> _DESCRIPTION OF THE TASK_
Type out each entry exactly.

Referring expression data

━━━━━━━━━━━━━━━━━━━━━━━━━━━━━━

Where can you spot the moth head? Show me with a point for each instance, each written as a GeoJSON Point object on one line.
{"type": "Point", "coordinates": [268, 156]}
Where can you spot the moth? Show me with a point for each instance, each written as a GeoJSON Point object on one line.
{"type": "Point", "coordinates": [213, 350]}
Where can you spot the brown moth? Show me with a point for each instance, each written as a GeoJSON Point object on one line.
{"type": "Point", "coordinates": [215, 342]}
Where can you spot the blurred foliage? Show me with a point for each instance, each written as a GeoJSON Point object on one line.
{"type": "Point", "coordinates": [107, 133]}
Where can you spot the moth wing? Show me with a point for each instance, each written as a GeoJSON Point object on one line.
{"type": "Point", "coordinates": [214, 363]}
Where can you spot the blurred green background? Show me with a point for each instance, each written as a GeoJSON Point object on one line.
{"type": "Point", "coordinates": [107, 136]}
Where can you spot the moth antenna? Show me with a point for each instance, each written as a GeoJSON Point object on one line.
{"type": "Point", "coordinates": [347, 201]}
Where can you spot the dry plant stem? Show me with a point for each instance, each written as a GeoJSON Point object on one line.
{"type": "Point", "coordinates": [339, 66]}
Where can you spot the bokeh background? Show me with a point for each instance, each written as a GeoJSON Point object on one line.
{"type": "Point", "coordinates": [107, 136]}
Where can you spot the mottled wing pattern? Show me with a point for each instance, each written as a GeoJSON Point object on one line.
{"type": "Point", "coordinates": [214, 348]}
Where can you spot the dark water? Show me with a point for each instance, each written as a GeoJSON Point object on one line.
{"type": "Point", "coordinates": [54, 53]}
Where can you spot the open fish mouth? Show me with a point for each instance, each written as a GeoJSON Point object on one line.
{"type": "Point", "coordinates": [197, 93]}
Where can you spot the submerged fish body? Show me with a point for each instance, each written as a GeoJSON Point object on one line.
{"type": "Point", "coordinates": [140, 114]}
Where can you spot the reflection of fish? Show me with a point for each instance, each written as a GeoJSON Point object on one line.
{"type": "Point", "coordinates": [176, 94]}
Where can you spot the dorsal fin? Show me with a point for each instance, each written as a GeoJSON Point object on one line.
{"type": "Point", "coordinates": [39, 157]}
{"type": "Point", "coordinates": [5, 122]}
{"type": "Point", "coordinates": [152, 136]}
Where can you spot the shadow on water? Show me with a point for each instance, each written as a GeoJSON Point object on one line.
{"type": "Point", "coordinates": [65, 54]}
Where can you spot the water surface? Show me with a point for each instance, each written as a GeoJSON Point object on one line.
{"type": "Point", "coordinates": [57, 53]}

━━━━━━━━━━━━━━━━━━━━━━━━━━━━━━

> _ANSWER SPACE_
Where can you spot the moth head? Show me with a point for each instance, each written as a GeoJSON Point object on one line.
{"type": "Point", "coordinates": [268, 156]}
Where can you spot the moth? Show me with a point for each instance, each written as a GeoJSON Point object on one line.
{"type": "Point", "coordinates": [213, 350]}
Where can you spot the brown moth? Show me with a point for each instance, each written as a GeoJSON Point object on one line.
{"type": "Point", "coordinates": [215, 342]}
Where can you spot the blurred foliage? Show me with a point for each instance, each written as a GeoJSON Point object on one line.
{"type": "Point", "coordinates": [107, 133]}
Where can you spot the moth wing? Show me with a point for each instance, each written as a GeoJSON Point object on one line.
{"type": "Point", "coordinates": [214, 363]}
Where can you spot the blurred green background? Show me with a point for each instance, each written as a GeoJSON Point object on one line.
{"type": "Point", "coordinates": [107, 136]}
Where can you spot the moth antenna? Show me with a point for each instance, each written as a GeoJSON Point object on one line.
{"type": "Point", "coordinates": [347, 201]}
Where can you spot the dry plant stem? Show me with a point for each instance, each written as a GeoJSON Point object on one line.
{"type": "Point", "coordinates": [339, 66]}
Where can you spot the bokeh background? Show me with a point for each instance, each written as a GeoJSON Point object on one line.
{"type": "Point", "coordinates": [107, 136]}
Where can you spot the mottled wing pattern? Show me with a point for each instance, each written as a GeoJSON Point object on one line.
{"type": "Point", "coordinates": [214, 348]}
Where can you spot the dark water? Show me with a point for each instance, each written as a GeoJSON Point object on one line.
{"type": "Point", "coordinates": [54, 53]}
Where can you spot the open fish mouth? Show me with a point for each instance, each written as a GeoJSON Point object on one line.
{"type": "Point", "coordinates": [197, 93]}
Where can you spot the submerged fish body? Show me with a point for each instance, each written as a GeoJSON Point object on one line.
{"type": "Point", "coordinates": [140, 114]}
Where can you spot the reflection of fish? Show me with a point for each instance, each written as a GeoJSON Point object on one line.
{"type": "Point", "coordinates": [176, 94]}
Where can you spot the dorsal fin? Show me with a point for each instance, each written as a GeoJSON Point object on one line.
{"type": "Point", "coordinates": [39, 157]}
{"type": "Point", "coordinates": [5, 122]}
{"type": "Point", "coordinates": [152, 136]}
Where can you spot the shadow on water? Show me with a point for each instance, each written as a GeoJSON Point object on one line.
{"type": "Point", "coordinates": [65, 54]}
Where can you spot the water surface? Show me with a point for each instance, each written as a GeoJSON Point object on one line.
{"type": "Point", "coordinates": [57, 53]}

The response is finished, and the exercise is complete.